*** Opening Excerpt provided ***

Yuval Levin’s American Covenant depicts the lost world of American political order—and how we might recover it. Nearly all Americans lack a living memory of when the country had a functioning politics and a decent enough culture, so Levin’s elegy is a welcome way of showing Americans that things could be different. Precisely how to bring back something nearly as well functioning is not so clear.

Every political community is an aggregation of different interests and visions of justice and the good where citizens nonetheless share enough to set themselves apart from other peoples of the world. For Levin, Americans “have not only lost sight of the importance of pursuing greater unity,” but also have “tended to forget what unity in our free and dynamic society really involves.” Disagreement is not necessarily the problem. Americans need to disagree better, “more constructively and with an eye to how different priorities and goals can be accommodated.” We need “a way to live with the reality of our diversity and divisions, aiming to mitigate their downsides without harboring the utopian illusion of eliminating them.”

*** Closing Excerpt provided ***
*** Opening Record excerpts ***

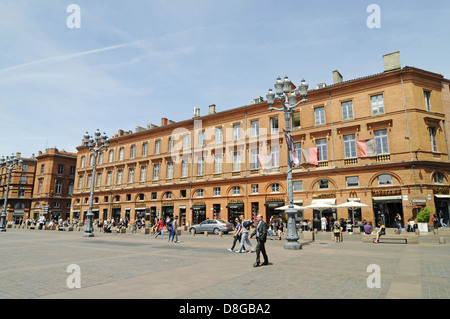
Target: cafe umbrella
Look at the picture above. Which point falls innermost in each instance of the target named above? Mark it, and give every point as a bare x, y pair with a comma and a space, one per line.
352, 205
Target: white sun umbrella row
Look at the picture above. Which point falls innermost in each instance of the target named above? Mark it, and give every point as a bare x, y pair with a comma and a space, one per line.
352, 205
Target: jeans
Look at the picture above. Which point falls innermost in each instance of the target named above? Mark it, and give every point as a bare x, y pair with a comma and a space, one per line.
159, 232
399, 226
245, 239
236, 239
173, 235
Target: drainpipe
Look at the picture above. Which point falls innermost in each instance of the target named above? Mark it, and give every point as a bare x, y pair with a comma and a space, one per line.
406, 117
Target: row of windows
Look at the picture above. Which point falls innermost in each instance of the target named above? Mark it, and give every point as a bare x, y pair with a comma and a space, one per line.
236, 190
60, 169
58, 188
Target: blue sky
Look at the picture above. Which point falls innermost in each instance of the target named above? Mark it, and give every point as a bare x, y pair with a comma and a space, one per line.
133, 62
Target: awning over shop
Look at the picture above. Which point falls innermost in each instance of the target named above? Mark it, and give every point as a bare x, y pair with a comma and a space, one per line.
442, 196
274, 204
387, 198
235, 205
198, 207
330, 201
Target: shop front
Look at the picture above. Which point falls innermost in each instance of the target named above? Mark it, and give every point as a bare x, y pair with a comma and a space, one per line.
442, 204
182, 215
329, 213
235, 209
385, 208
167, 210
271, 205
198, 212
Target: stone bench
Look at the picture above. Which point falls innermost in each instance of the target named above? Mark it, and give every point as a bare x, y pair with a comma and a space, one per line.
119, 230
406, 239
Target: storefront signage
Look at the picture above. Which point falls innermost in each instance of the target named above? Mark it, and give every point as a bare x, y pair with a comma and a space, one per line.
443, 191
167, 204
275, 199
389, 192
325, 195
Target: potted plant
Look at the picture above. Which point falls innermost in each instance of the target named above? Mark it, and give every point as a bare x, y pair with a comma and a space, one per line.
423, 218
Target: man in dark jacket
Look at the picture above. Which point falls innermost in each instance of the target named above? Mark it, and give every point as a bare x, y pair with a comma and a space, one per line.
261, 236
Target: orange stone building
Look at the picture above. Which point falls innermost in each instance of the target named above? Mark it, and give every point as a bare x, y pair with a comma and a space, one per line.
21, 189
207, 166
53, 184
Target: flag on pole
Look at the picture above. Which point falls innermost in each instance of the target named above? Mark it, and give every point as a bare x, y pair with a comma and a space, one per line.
265, 162
295, 162
311, 155
368, 148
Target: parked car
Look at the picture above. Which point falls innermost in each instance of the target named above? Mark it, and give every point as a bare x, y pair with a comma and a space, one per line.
212, 226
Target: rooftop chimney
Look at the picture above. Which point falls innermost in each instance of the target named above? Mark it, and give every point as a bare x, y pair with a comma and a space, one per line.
392, 61
337, 77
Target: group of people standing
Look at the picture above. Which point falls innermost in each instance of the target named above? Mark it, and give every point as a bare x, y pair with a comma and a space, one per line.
242, 235
171, 225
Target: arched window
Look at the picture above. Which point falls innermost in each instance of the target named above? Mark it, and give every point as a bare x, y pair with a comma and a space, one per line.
275, 188
324, 184
385, 179
438, 178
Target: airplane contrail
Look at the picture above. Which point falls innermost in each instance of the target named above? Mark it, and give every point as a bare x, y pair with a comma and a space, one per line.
70, 56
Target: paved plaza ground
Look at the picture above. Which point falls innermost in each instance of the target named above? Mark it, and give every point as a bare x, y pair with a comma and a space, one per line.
138, 266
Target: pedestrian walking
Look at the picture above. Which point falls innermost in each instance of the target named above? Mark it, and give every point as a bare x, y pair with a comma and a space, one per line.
245, 229
441, 218
160, 228
270, 227
174, 230
169, 222
237, 234
261, 236
435, 221
398, 222
336, 229
323, 223
381, 231
280, 230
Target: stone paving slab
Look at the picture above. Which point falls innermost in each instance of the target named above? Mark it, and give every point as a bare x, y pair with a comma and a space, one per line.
138, 266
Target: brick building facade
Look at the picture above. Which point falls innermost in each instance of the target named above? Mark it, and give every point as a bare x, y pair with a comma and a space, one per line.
207, 166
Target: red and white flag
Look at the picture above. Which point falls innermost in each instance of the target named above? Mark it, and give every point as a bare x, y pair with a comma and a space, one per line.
368, 148
265, 161
311, 156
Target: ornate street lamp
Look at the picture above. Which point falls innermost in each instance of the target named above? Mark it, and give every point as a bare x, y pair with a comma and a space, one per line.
10, 163
288, 100
96, 144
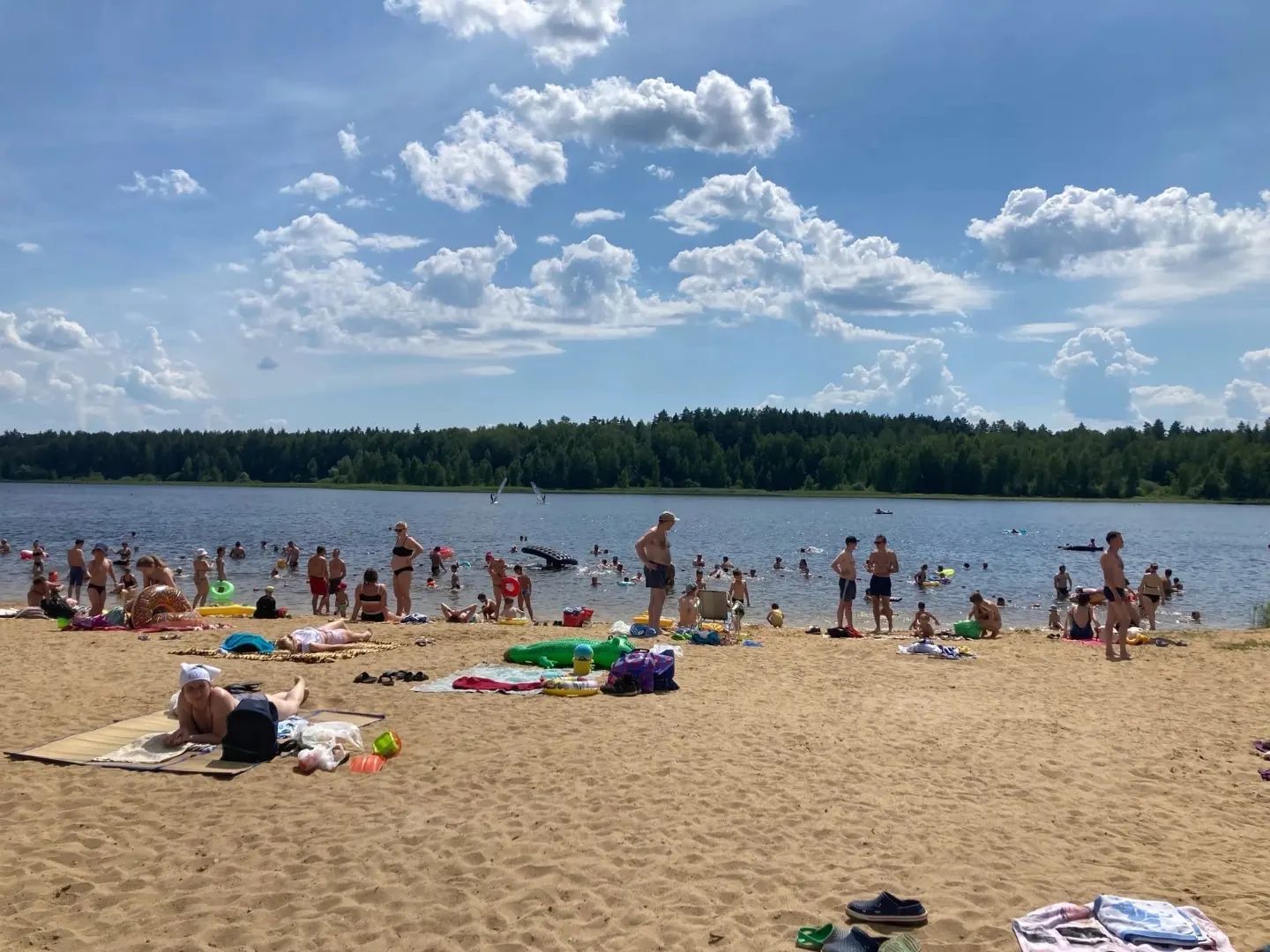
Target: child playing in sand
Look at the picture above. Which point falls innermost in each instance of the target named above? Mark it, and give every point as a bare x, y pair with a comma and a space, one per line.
333, 636
923, 622
201, 585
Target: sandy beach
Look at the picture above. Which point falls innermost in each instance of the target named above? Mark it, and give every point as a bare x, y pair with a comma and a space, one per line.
776, 785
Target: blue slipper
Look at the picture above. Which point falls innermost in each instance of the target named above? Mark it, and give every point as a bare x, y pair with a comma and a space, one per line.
886, 909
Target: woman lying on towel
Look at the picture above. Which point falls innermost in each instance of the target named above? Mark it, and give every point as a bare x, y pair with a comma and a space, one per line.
332, 636
202, 710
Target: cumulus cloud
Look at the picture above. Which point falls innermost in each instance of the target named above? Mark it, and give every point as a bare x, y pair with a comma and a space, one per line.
13, 385
831, 325
914, 380
1097, 368
1042, 331
319, 185
349, 144
484, 155
800, 264
583, 219
719, 115
1166, 248
156, 380
559, 32
175, 183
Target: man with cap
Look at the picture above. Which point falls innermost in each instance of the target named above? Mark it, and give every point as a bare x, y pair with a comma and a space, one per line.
654, 551
204, 710
100, 570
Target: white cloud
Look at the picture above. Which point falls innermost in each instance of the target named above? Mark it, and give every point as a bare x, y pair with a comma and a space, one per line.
161, 380
559, 32
1172, 247
719, 115
1096, 368
349, 144
914, 380
173, 183
13, 385
831, 325
800, 263
583, 219
1042, 331
319, 185
482, 156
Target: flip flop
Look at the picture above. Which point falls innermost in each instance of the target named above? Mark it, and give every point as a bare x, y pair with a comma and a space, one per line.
813, 936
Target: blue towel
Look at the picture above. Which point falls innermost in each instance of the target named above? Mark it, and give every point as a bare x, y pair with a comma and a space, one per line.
1142, 920
244, 643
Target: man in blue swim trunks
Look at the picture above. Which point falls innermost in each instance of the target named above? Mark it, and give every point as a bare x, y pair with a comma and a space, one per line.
882, 565
654, 551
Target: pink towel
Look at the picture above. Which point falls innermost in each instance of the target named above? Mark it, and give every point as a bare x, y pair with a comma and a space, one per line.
1067, 926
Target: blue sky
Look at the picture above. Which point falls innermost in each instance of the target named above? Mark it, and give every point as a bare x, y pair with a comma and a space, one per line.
467, 212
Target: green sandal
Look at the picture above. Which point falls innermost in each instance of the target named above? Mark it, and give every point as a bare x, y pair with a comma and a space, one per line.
813, 936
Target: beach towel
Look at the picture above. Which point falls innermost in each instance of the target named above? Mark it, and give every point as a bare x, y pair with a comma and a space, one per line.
513, 673
1065, 926
1140, 920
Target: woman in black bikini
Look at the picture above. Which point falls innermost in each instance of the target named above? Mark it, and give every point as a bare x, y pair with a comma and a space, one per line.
404, 554
370, 598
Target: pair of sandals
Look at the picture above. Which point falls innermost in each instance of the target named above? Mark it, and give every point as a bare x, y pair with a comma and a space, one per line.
389, 678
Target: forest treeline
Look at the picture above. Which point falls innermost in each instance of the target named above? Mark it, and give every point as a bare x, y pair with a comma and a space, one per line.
738, 450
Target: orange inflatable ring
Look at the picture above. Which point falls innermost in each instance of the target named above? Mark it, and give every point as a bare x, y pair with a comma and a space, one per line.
161, 603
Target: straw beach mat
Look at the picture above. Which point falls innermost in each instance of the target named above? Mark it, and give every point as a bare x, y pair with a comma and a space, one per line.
83, 749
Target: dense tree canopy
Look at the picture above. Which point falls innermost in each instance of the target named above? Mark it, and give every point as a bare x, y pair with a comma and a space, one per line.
752, 450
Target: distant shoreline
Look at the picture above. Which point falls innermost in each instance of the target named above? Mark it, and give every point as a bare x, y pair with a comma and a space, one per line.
639, 492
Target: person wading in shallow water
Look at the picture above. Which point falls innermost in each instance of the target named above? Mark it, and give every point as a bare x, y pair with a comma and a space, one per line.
653, 550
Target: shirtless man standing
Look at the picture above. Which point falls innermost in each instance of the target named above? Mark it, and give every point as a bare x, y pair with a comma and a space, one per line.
319, 579
98, 571
1116, 589
845, 568
653, 550
75, 577
882, 565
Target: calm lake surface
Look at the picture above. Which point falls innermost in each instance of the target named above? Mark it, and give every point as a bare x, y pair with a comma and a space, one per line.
1218, 551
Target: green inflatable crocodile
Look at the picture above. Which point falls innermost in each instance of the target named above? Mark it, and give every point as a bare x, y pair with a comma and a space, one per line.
559, 652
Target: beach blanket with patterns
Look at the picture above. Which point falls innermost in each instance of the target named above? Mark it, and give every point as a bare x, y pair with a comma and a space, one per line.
366, 648
505, 673
1067, 926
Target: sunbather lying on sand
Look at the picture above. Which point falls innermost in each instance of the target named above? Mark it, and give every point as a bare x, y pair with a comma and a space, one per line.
202, 710
332, 636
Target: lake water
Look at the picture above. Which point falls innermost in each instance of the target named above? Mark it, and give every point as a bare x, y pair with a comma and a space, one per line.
1220, 551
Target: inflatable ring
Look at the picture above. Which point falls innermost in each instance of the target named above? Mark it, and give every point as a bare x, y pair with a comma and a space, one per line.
161, 603
572, 687
227, 611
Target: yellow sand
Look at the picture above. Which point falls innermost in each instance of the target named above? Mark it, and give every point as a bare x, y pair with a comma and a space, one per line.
779, 784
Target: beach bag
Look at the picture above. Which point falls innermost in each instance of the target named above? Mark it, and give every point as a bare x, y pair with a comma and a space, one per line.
251, 732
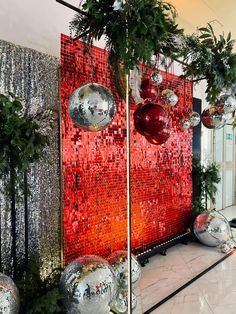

*** Closing Record excerpts ***

**Required actions**
(1) Return the part of the excerpt on American Covenant starting at "Yuval Levin’s American" and ending at "not so clear.".
(2) According to the excerpt on American Covenant, what do nearly all Americans lack a living memory of?
(3) Rewrite the paragraph in the excerpt on American Covenant that begins "Every political community" in a shorter form that keeps its main facts.
The records come from a different source than the text.

**Answer list**
(1)
Yuval Levin’s American Covenant depicts the lost world of American political order—and how we might recover it. Nearly all Americans lack a living memory of when the country had a functioning politics and a decent enough culture, so Levin’s elegy is a welcome way of showing Americans that things could be different. Precisely how to bring back something nearly as well functioning is not so clear.

(2) A time when the country had a functioning politics and a decent enough culture.

(3) Every political community gathers different interests and visions of justice and the good, yet its citizens share enough to set themselves apart from other peoples. Levin holds that Americans have lost sight of the importance of pursuing greater unity and have forgotten what unity in a free and dynamic society involves. Disagreement is not necessarily the problem. Americans need to disagree more constructively, accommodating different priorities and goals. They also need to live with their diversity and divisions, easing the downsides without the utopian illusion of eliminating them.